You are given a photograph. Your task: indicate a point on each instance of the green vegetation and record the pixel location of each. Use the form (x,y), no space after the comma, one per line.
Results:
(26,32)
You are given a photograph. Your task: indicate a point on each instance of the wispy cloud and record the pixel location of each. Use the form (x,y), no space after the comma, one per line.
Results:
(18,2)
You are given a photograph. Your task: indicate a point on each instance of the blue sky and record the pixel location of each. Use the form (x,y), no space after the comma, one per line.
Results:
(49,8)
* * *
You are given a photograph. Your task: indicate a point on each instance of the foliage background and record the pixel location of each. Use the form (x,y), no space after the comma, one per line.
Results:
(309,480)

◆ THE PROBLEM: Pick out each line in the two blocks above that contains the word "location" and copy those lines.

◆ WRITTEN ANSWER:
You are given a photograph. Your task: indicate a point on each instance of the green vegetation and record the pixel location of each. Use the form (x,y), no space after the comma, one per line.
You are given a photograph. Your task: indicate a point on each instance of the wispy cloud and record the pixel location of each. Use the form (x,y), no space after the comma, one per line.
You are given a photograph. Your task: indicate a point on each instance of the blue sky and record the pixel location of each. Use the form (x,y), no space after the comma, one per line.
You are given a photograph. Your task: indicate a point on each instance of the foliage background and record the pixel location of each. Use the form (x,y), no space after the comma, one per line.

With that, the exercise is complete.